Challenges →
**1.** From the article on the cost of eating out, list every ingredient in the breakfast's ingredient list.
**2.** Return, word for word, the part of the article on the cost of eating out that begins with the words containing "So, let’s look" and ends with "have cost me?".

Extracted text →
============
Some Thoughts on the Cost of Eating Out
A few weeks ago, I found myself in a situation where I was really hungry but there weren’t many food options around. I decided to keep my costs as low as possible, so I went into the only restaurant I could find, a nice little diner. I want to be clear during this article that I am not picking on this diner. It was a nice place to eat, the service was good, the food was good, and I was happy with it.
At the diner, I ordered an extremely simple breakfast. I had a cup of coffee, some scrambled eggs, some fried potatoes, and two pieces of toast. The total bill was about $10 – really, not that bad – and then I left a $2 tip, so the cost was $12.
During the meal, though, I couldn’t help but calculate the costs in the back of my head. I was served roughly three scrambled eggs with a little bit of cheese on them, probably a single potato’s worth of fried potatoes, two cups of coffee, and two pieces of toast with maybe a teaspoon of butter between them.
So, let’s look at the ingredient list of that meal:
+ three eggs
+ 1/4 cup shredded cheese
+ 1/2 potato
+ a small amount of onion in with the potatoes
+ two slices of bread
+ roughly a tablespoon of butter
+ two cups of black coffee
+ a negligible amount of salt and pepper
I could assemble those ingredients into a breakfast at home in about the same time it took them to get breakfast out to me at that restaurant, and then I’d have a few items that would go in the dishwasher afterwards.
So, what would the ingredients have cost me?
+ I can get a dozen eggs for $1.99, so three eggs cost $0.50.
+ I can get eight cups of shredded cheese at the local grocery store for $5, so 1/4 cup of shredded cheese would cost $0.16.
+ A typical potato weighs about 12 ounces and I’d estimate that I had half of a potato on my plate, and a pound of potatoes these days comes in around $1, so the potatoes cost about $0.38.
============
Excerpted records →
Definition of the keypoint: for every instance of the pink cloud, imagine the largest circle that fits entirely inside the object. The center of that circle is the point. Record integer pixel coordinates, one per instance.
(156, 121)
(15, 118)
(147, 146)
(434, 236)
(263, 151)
============
Results in order →
**1.**
- three eggs
- 1/4 cup shredded cheese
- 1/2 potato
- a small amount of onion in with the potatoes
- two slices of bread
- roughly a tablespoon of butter
- two cups of black coffee
- a negligible amount of salt and pepper

**2.**
So, let’s look at the ingredient list of that meal:
+ three eggs
+ 1/4 cup shredded cheese
+ 1/2 potato
+ a small amount of onion in with the potatoes
+ two slices of bread
+ roughly a tablespoon of butter
+ two cups of black coffee
+ a negligible amount of salt and pepper
I could assemble those ingredients into a breakfast at home in about the same time it took them to get breakfast out to me at that restaurant, and then I’d have a few items that would go in the dishwasher afterwards.
So, what would the ingredients have cost me?